■ **Extracted text**

David Dastmalchian (; born July 21, 1975) is an American film and stage actor. He has had supporting roles in a number of superhero franchises; he portrayed Thomas Schiff in The Dark Knight (2008), Kurt and Veb in the Marvel Cinematic Universe, Abra Kadabra in The CW's The Flash, and Polka-Dot Man in The Suicide Squad (2021). He has also appeared in three of Denis Villeneuve's films: Prisoners (2013), Blade Runner 2049 (2017), and Dune (2021). Dastmalchian wrote and starred in the semi-autobiographical film Animals (2014).

Early life and career 
David Dastmalchian was born on July 21, 1975, in Allentown, Pennsylvania, to Priscilla (née Doran; 1941–2020) and Hossein Dastmalchian (1937–2021), an Iranian-American engineer who worked at engineering firm Black & Veatch. He has two sisters and a brother. His parents divorced, which he described as "tumultuous", and both remarried. He was raised in Overland Park, Kansas, where he attended Shawnee Mission South High School, becoming part of the drama club. He described growing up in the Kansas City metropolitan area as "very traditional in one sense, and a conservative community that also had a rad, fringe, artistic, progressive tribe of people who were finding connectivity through the arts and the culture of KC and the surrounding suburbs."

In his childhood, Dastmalchian developed vitiligo, for which he suffered ridicule from his peers. Consequently, he experienced depression throughout his childhood. Growing up, he enjoyed football, theater, and comics. He studied at The Theatre School at DePaul University and graduated in 1999. Prior to beginning his career as an actor, he dealt with a heroin addiction for five years. He wrote about his experiences in his screenplay, Animals, and continues to advocate for mental health and substance abuse treatment programs. Shortly after becoming sober, he worked at a seafood restaurant in Kansas City. He was also briefly a fisherman in Alaska.

Data lines

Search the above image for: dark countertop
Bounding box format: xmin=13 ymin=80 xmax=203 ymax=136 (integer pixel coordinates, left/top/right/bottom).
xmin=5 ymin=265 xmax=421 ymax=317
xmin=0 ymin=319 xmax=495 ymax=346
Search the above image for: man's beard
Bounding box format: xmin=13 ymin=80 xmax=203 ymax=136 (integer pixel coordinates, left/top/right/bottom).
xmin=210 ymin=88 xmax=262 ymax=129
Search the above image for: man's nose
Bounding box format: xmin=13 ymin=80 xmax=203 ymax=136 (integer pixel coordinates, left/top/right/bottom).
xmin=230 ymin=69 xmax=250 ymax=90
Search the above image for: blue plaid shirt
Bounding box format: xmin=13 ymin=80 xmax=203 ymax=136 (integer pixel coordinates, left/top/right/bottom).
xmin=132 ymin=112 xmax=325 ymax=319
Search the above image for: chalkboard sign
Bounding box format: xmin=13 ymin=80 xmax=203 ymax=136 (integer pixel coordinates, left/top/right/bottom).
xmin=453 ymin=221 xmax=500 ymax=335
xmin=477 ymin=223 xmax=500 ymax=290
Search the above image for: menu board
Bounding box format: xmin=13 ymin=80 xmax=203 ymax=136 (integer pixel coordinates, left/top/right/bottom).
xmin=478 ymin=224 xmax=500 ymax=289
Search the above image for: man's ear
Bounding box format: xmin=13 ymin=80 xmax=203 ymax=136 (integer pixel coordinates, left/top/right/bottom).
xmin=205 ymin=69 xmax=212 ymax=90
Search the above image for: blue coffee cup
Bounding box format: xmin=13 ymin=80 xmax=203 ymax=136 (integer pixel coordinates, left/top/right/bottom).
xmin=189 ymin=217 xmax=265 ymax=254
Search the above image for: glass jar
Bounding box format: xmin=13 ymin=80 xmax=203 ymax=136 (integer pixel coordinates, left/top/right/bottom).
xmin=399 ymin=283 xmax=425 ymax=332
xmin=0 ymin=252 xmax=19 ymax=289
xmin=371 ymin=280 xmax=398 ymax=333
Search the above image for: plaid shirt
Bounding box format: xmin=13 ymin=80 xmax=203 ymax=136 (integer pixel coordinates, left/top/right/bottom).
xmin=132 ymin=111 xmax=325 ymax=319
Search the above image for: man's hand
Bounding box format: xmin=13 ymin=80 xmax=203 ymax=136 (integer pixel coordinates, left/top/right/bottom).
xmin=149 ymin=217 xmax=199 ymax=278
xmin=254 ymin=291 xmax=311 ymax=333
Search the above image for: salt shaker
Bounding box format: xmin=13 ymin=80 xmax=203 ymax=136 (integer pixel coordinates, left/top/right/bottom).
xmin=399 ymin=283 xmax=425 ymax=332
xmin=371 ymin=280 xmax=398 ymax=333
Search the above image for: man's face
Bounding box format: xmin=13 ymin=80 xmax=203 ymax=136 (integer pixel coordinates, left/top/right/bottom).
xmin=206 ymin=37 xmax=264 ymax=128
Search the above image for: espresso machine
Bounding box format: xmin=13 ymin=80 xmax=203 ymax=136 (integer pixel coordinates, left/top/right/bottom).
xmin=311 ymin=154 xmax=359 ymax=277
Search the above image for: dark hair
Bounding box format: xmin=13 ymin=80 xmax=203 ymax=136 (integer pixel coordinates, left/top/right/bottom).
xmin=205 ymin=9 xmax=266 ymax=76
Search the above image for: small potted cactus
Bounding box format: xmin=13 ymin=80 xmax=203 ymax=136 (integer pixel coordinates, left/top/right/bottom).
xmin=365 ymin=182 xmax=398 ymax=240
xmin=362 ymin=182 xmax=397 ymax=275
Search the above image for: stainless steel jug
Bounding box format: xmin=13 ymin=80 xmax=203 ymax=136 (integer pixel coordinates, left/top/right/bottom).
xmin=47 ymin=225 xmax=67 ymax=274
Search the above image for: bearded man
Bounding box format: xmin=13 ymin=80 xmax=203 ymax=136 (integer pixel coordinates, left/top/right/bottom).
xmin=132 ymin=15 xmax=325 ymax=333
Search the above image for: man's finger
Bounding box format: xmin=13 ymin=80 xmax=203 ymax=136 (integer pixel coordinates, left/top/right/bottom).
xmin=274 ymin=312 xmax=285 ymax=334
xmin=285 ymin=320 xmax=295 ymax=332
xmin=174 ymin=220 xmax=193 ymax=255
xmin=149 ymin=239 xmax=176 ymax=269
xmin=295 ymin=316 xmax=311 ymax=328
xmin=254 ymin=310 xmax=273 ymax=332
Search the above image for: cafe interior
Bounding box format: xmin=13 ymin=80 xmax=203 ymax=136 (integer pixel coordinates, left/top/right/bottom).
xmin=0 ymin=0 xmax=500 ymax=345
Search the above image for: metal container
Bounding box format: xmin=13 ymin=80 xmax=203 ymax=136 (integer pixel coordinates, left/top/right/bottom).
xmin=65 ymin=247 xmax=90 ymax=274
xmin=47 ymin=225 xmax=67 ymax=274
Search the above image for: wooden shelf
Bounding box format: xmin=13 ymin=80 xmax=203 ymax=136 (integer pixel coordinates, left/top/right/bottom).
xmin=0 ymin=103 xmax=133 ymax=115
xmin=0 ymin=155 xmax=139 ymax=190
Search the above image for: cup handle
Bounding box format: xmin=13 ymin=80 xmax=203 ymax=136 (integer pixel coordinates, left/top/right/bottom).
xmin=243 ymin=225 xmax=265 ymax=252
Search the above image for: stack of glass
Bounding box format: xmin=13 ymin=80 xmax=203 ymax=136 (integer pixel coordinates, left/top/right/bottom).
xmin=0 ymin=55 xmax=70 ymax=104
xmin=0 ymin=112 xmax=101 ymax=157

■ **Requirements**
a: According to the biography of David Dastmalchian, in which city was he raised?
b: Reproduce the lines of the listing between the one holding "Search the above image for: man's hand" and the one holding "xmin=254 ymin=291 xmax=311 ymax=333", inclusive.
The biography and the listing have no connection to each other.

■ **Responses in order**
a: Overland Park, Kansas.

b:
Search the above image for: man's hand
Bounding box format: xmin=13 ymin=80 xmax=203 ymax=136 (integer pixel coordinates, left/top/right/bottom).
xmin=149 ymin=217 xmax=199 ymax=278
xmin=254 ymin=291 xmax=311 ymax=333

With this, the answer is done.